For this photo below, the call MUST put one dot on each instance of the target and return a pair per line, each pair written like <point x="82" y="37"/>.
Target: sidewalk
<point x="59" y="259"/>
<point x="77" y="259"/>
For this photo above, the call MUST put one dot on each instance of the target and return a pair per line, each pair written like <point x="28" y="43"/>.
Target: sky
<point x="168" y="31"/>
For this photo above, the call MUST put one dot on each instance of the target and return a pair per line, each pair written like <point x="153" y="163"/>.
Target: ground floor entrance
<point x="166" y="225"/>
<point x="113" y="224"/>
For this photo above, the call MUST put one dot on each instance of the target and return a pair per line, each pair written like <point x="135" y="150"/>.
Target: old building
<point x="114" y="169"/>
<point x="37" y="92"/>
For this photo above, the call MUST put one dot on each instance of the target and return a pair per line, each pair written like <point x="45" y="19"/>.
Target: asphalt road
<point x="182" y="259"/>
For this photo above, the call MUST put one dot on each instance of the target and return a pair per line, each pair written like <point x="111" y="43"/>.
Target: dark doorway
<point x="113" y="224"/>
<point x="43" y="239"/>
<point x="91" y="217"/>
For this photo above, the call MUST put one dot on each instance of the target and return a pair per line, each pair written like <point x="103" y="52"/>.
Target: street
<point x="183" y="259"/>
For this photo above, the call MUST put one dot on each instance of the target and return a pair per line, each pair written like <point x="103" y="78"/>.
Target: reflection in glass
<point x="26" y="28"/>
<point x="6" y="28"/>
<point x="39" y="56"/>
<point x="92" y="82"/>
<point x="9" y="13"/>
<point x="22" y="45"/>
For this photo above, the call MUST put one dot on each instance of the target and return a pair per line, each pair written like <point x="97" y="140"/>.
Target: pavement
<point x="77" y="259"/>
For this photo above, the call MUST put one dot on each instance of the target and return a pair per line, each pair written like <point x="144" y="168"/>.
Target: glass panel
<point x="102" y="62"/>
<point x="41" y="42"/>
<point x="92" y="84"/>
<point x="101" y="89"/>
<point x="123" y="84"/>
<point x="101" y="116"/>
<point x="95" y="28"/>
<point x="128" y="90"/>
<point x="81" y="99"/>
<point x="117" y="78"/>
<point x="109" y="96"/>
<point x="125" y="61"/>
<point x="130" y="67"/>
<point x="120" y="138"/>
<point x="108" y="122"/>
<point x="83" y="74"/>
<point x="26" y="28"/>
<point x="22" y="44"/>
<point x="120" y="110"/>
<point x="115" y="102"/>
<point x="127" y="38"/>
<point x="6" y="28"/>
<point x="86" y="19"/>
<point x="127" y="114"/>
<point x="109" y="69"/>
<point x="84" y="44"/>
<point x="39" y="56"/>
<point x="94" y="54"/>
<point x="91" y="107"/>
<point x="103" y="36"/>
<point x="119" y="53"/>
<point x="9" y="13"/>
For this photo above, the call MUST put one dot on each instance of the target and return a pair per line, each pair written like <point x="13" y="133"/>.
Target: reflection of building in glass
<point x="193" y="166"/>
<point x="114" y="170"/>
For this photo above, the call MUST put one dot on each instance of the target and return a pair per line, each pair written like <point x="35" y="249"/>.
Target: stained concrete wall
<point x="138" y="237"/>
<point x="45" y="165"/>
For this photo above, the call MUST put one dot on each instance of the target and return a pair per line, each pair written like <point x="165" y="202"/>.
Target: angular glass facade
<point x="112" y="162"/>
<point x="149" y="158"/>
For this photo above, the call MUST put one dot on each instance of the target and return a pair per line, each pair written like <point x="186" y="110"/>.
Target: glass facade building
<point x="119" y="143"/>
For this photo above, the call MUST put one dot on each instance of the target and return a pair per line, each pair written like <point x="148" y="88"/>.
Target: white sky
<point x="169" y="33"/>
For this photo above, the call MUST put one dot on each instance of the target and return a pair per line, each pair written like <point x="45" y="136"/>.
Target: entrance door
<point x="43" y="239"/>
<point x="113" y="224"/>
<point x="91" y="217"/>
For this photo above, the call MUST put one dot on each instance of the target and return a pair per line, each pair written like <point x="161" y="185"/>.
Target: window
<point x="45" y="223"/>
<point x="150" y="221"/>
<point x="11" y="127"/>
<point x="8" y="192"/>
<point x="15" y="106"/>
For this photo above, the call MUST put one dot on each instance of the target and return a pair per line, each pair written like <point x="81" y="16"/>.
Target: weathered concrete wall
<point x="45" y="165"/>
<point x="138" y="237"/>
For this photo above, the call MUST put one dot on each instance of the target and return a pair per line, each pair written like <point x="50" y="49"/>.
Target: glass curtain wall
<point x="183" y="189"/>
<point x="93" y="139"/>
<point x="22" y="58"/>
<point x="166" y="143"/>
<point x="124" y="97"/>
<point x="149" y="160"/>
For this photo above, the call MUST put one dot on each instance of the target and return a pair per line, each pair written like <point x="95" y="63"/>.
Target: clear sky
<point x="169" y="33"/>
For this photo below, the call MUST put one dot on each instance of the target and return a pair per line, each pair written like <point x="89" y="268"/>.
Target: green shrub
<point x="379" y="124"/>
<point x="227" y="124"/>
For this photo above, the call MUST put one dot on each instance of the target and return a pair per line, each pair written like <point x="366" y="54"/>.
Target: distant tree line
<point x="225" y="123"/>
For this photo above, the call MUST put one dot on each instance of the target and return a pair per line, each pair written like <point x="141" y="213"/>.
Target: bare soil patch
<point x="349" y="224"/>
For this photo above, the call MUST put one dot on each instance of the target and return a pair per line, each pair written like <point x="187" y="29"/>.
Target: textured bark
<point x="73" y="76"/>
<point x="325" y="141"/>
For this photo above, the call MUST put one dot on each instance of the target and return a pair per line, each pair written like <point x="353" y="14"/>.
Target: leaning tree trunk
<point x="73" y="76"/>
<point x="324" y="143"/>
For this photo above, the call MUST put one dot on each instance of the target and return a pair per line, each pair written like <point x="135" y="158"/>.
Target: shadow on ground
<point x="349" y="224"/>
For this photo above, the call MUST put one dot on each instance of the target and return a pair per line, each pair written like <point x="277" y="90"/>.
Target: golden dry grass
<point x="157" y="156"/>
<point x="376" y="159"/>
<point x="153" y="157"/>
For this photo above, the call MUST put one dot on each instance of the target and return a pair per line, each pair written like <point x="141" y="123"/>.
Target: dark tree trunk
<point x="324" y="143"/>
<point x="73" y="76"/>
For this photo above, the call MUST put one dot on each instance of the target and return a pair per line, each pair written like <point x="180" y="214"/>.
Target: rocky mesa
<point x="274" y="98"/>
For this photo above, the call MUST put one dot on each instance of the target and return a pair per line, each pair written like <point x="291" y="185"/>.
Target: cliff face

================

*What this task involves:* Set down all of the data above, word for word.

*Exercise output:*
For this photo below, the call MUST put one dot on each instance of the target and return a pair per line, each pair written like <point x="82" y="37"/>.
Target: sidewalk
<point x="59" y="259"/>
<point x="77" y="259"/>
For this photo above, the call MUST put one dot on each instance of the target and return a pair per line, each pair written like <point x="28" y="43"/>.
Target: sky
<point x="168" y="31"/>
For this photo above, the call MUST put one dot on each instance of the target and return a pair per line, each pair written like <point x="153" y="163"/>.
Target: ground floor entrance
<point x="166" y="225"/>
<point x="113" y="224"/>
For this photo above, the call MUST put one dot on each instance of the target and return a pair per line, each pair written like <point x="135" y="150"/>.
Target: old building
<point x="114" y="169"/>
<point x="37" y="92"/>
For this photo above, the call MUST put one dot on each instance of the target and return a pair per line, each pair written like <point x="45" y="19"/>.
Target: asphalt road
<point x="182" y="259"/>
For this photo above, the call MUST put one dot on each instance of the target and return a pair per line, each pair written like <point x="111" y="43"/>.
Target: dark doorway
<point x="113" y="224"/>
<point x="43" y="239"/>
<point x="91" y="217"/>
For this photo above, the call MUST put one dot on each instance of the target and return a pair per line, each pair written like <point x="103" y="52"/>.
Target: street
<point x="183" y="259"/>
For this photo above, the call MUST put one dot on each instance of the target and return a pair per line, each pair written like <point x="103" y="78"/>.
Target: reflection in glass
<point x="26" y="28"/>
<point x="6" y="28"/>
<point x="39" y="56"/>
<point x="92" y="82"/>
<point x="9" y="13"/>
<point x="22" y="45"/>
For this photo above, the call MUST put one dot on each instance of the target and return a pair per line, each pair written like <point x="97" y="140"/>.
Target: pavement
<point x="77" y="259"/>
For this photo above, the call MUST put one dot on each instance of the target and return a pair per line, each pair written like <point x="144" y="168"/>.
Target: glass panel
<point x="102" y="62"/>
<point x="41" y="42"/>
<point x="92" y="84"/>
<point x="101" y="89"/>
<point x="123" y="84"/>
<point x="101" y="116"/>
<point x="95" y="28"/>
<point x="128" y="90"/>
<point x="81" y="99"/>
<point x="117" y="78"/>
<point x="109" y="96"/>
<point x="125" y="61"/>
<point x="130" y="67"/>
<point x="120" y="138"/>
<point x="108" y="122"/>
<point x="83" y="74"/>
<point x="26" y="28"/>
<point x="22" y="44"/>
<point x="120" y="110"/>
<point x="115" y="102"/>
<point x="127" y="38"/>
<point x="6" y="28"/>
<point x="86" y="19"/>
<point x="127" y="114"/>
<point x="109" y="69"/>
<point x="84" y="44"/>
<point x="39" y="56"/>
<point x="94" y="54"/>
<point x="91" y="107"/>
<point x="103" y="36"/>
<point x="119" y="53"/>
<point x="9" y="13"/>
For this photo above, the call MUST put one dot on each instance of the target and return a pair per line, each pair written like <point x="13" y="133"/>.
Target: reflection of building in glass
<point x="193" y="166"/>
<point x="114" y="170"/>
For this photo above, the call MUST put one dot on each instance of the target and return a pair per line, each pair written like <point x="35" y="249"/>.
Target: stained concrete wall
<point x="138" y="237"/>
<point x="45" y="165"/>
For this photo above, the call MUST put one dot on each instance of the target and return a pair per line, each pair written like <point x="165" y="202"/>.
Target: angular glass facade
<point x="112" y="162"/>
<point x="149" y="158"/>
For this photo above, the call MUST put one dot on each instance of the target and return a pair per line, each pair written like <point x="186" y="110"/>.
Target: glass facade building
<point x="119" y="143"/>
For this photo above, the call MUST put one dot on each instance of the target and return a pair per line, each pair written like <point x="148" y="88"/>.
Target: white sky
<point x="169" y="33"/>
For this photo above, the call MUST put one dot on each instance of the target and return a pair per line, each pair written like <point x="45" y="136"/>.
Target: entrance door
<point x="43" y="239"/>
<point x="113" y="224"/>
<point x="91" y="217"/>
For this photo above, the call MUST put one dot on each instance of the target and return a pair per line, each pair written like <point x="161" y="185"/>.
Target: window
<point x="45" y="223"/>
<point x="150" y="221"/>
<point x="11" y="127"/>
<point x="8" y="192"/>
<point x="15" y="106"/>
For this photo above, the call MUST put one dot on each instance of the target and return a pair per line, each pair written like <point x="81" y="16"/>.
Target: weathered concrete wall
<point x="45" y="165"/>
<point x="138" y="237"/>
For this photo above, the call MUST put one dot on each instance of the target and return a pair per line, each pair written like <point x="50" y="49"/>.
Target: glass curtain wall
<point x="183" y="189"/>
<point x="93" y="139"/>
<point x="22" y="58"/>
<point x="166" y="143"/>
<point x="124" y="97"/>
<point x="149" y="160"/>
For this photo above, the call MUST put one dot on each instance of the target and return a pair per line, each pair written like <point x="95" y="63"/>.
Target: clear sky
<point x="169" y="33"/>
For this photo below, the call MUST put one dot on each instance of the target and return a pair per line, each pair written like <point x="89" y="268"/>.
Target: green shrub
<point x="379" y="124"/>
<point x="227" y="124"/>
For this photo above, the call MUST put one dot on each instance of the target and return a pair per line, each pair written like <point x="366" y="54"/>.
Target: distant tree line
<point x="225" y="123"/>
For this photo above, the call MUST put one dot on each instance of the target and return a pair per line, each pair written like <point x="141" y="213"/>.
Target: bare soil patch
<point x="349" y="224"/>
For this photo above, the call MUST put one dot on each instance of the target and return a pair per line, each pair written like <point x="187" y="29"/>.
Target: textured bark
<point x="73" y="76"/>
<point x="325" y="141"/>
For this photo above, the call MUST put one dot on each instance of the target and return a pair per line, each pair written like <point x="353" y="14"/>.
Target: leaning tree trunk
<point x="73" y="76"/>
<point x="324" y="143"/>
For this photo above, the call MUST put one dot on each instance of the target and return a pair per line, each pair written like <point x="135" y="158"/>.
Target: shadow on ground
<point x="349" y="224"/>
For this photo above, the call MUST put one dot on each instance of the target and return a pair per line, each pair written like <point x="277" y="90"/>.
Target: golden dry grass
<point x="157" y="156"/>
<point x="376" y="159"/>
<point x="153" y="157"/>
For this photo above, the call MUST put one dot on each instance of the target and return a pair per line, each pair written like <point x="141" y="123"/>.
Target: dark tree trunk
<point x="324" y="143"/>
<point x="73" y="76"/>
For this photo above, the call MUST put one dot on each instance of the target and return a pair per line, each pair written like <point x="180" y="214"/>.
Target: rocky mesa
<point x="274" y="98"/>
For this photo above, the call MUST put one dot on each instance of the target and return a pair per line, each pair written like <point x="291" y="185"/>.
Target: cliff face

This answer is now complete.